Jess Williamson Explores the Corporeal and Sublime on 'Time Ain't Accidental'

BY Dylan BarnabePublished Jun 7, 2023

For a split second, as Time Ain't Accidental's title track gets underway, you might think of early Taylor Swift. The unassuming country affectation, engaging narrative songwriting, and catchy melodic arcs certainly skew toward Swift's brand, but by tracks two and three it's clear — crystal clear — that this talent is wholly unique in and of itself. 

Jess Williamson, based in Los Angeles and born in Texas, has built a steady following since the release of Cosmic Wink in 2018 and its 2020 followup Sorceress. Last year, she teamed up with Waxahatchee's Katie Crutchfield under the moniker Plains, and put out one of the more exciting country collaborations in recent memory with I Walked with You a Ways. An established multi-instrumentalist and singer songwriter, Williamson returns to the spotlight with Time Ain't Accidental — a deeply personal and self-affirming album filled with an intimate exploration of the corporeal and sublime. 

Time Ain't Accidental is filled with minimalist modern country ballads that gently dissolve like a sugar cube on your tongue; alongside alumni artists like Kurt Vile and Weyes Blood, it's not a stretch to imagine how Williamson's unique blend of Americana — paired with L.A.'s bustling pop sensibilities — found a supportive home amongst Mexican Summer's stacked roster.

• **Data for analysis**

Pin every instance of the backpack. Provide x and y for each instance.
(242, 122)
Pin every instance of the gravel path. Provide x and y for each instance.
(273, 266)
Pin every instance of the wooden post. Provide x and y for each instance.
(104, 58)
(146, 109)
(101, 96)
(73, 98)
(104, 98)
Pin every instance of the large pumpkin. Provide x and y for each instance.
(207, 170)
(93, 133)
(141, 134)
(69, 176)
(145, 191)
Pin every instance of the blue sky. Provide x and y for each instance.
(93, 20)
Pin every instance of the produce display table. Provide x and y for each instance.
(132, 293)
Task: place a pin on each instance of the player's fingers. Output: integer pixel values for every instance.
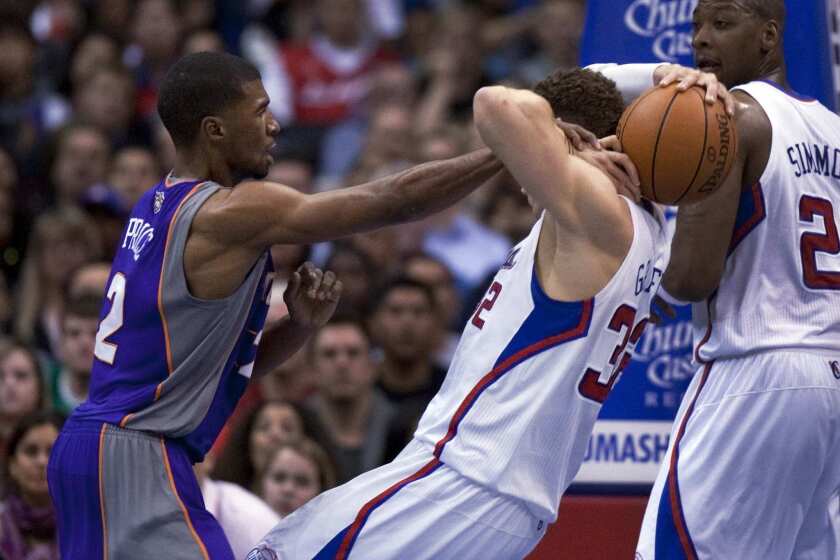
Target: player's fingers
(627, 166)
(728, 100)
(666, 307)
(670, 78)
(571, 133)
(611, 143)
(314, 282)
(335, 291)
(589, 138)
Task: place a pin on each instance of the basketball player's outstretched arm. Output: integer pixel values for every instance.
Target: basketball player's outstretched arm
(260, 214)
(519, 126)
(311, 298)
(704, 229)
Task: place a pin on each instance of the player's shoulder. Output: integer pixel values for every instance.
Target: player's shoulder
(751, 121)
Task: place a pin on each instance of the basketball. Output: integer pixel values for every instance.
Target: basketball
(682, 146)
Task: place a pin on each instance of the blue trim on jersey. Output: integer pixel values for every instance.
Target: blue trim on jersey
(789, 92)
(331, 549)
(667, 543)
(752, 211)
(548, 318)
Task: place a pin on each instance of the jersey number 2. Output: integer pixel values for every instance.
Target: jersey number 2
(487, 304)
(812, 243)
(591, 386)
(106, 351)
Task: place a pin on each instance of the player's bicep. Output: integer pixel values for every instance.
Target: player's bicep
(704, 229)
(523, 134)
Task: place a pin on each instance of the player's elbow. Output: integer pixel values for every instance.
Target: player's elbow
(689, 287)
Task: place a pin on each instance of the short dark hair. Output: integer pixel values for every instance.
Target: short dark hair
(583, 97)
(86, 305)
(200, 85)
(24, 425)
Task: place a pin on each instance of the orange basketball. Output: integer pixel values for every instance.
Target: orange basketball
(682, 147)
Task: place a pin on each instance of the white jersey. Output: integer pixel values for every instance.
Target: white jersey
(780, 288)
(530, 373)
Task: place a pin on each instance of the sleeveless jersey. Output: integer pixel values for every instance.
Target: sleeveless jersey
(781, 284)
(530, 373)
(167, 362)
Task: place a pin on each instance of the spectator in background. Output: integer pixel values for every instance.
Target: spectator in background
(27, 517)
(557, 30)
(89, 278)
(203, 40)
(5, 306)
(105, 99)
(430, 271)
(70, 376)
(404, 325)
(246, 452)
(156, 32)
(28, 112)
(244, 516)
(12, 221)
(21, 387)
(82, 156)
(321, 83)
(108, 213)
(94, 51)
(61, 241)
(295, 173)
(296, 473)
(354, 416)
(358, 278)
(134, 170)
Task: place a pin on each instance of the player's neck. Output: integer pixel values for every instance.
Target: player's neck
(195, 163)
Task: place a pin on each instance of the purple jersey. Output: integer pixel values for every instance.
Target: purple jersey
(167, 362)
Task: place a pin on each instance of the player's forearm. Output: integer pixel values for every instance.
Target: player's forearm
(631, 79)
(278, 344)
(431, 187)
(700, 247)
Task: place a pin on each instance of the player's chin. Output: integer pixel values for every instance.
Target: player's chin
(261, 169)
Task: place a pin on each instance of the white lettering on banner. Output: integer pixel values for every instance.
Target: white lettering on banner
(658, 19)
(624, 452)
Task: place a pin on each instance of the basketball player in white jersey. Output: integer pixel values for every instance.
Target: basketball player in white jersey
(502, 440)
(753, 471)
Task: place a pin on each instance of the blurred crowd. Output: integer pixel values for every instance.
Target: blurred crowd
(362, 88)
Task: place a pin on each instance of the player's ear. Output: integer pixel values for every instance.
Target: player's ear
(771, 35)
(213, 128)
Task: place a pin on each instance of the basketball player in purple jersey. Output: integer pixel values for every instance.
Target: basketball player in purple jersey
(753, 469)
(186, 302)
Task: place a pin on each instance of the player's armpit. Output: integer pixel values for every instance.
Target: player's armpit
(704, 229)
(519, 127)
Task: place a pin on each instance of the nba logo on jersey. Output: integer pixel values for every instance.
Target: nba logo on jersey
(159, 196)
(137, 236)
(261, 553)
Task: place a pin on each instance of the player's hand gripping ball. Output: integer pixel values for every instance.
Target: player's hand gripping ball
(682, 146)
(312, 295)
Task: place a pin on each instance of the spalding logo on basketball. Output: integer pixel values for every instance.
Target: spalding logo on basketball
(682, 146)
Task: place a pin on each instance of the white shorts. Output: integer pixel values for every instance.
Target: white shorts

• **List of tasks**
1. In two sentences, how would you sum up the review of Time Ain't Accidental?
2. According to the review of Time Ain't Accidental, why might a listener briefly think of early Taylor Swift as the title track begins? Answer in one to three sentences.
3. Return, word for word, the part of the review of Time Ain't Accidental that opens with the words containing "Jess Williamson Explores" and closes with "and of itself.".

• **Numbered responses**
1. Los Angeles-based, Texas-born Jess Williamson, who built a following with Cosmic Wink and Sorceress and recorded as Plains with Katie Crutchfield, returns with Time Ain't Accidental, a deeply personal and self-affirming album exploring the corporeal and sublime. Its minimalist modern country ballads may briefly recall early Taylor Swift, but the album soon shows a wholly unique talent whose blend of Americana and L.A. pop sensibilities fits Mexican Summer's roster.

2. The track's unassuming country affectation, engaging narrative songwriting, and catchy melodic arcs skew toward Swift's brand. By tracks two and three, though, the review says it is clear that Williamson's talent is wholly unique.

3.
Jess Williamson Explores the Corporeal and Sublime on 'Time Ain't Accidental'

BY Dylan BarnabePublished Jun 7, 2023

For a split second, as Time Ain't Accidental's title track gets underway, you might think of early Taylor Swift. The unassuming country affectation, engaging narrative songwriting, and catchy melodic arcs certainly skew toward Swift's brand, but by tracks two and three it's clear — crystal clear — that this talent is wholly unique in and of itself.